**Written task**. Repeat every one of the rows below word for word, changing nothing.

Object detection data
══════

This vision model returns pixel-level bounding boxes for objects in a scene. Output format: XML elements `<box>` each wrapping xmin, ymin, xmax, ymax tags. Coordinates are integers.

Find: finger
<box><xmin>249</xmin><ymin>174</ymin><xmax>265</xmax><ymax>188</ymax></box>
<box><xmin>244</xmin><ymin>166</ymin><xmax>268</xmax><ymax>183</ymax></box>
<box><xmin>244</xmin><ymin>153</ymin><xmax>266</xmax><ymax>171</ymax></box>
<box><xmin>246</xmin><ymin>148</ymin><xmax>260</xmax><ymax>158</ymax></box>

══════

**Full output**.
This vision model returns pixel-level bounding boxes for objects in a scene. Output format: XML elements `<box>` each wrapping xmin, ymin, xmax, ymax tags. Coordinates are integers.

Find: finger
<box><xmin>249</xmin><ymin>174</ymin><xmax>265</xmax><ymax>188</ymax></box>
<box><xmin>244</xmin><ymin>166</ymin><xmax>268</xmax><ymax>183</ymax></box>
<box><xmin>244</xmin><ymin>153</ymin><xmax>266</xmax><ymax>171</ymax></box>
<box><xmin>246</xmin><ymin>148</ymin><xmax>260</xmax><ymax>158</ymax></box>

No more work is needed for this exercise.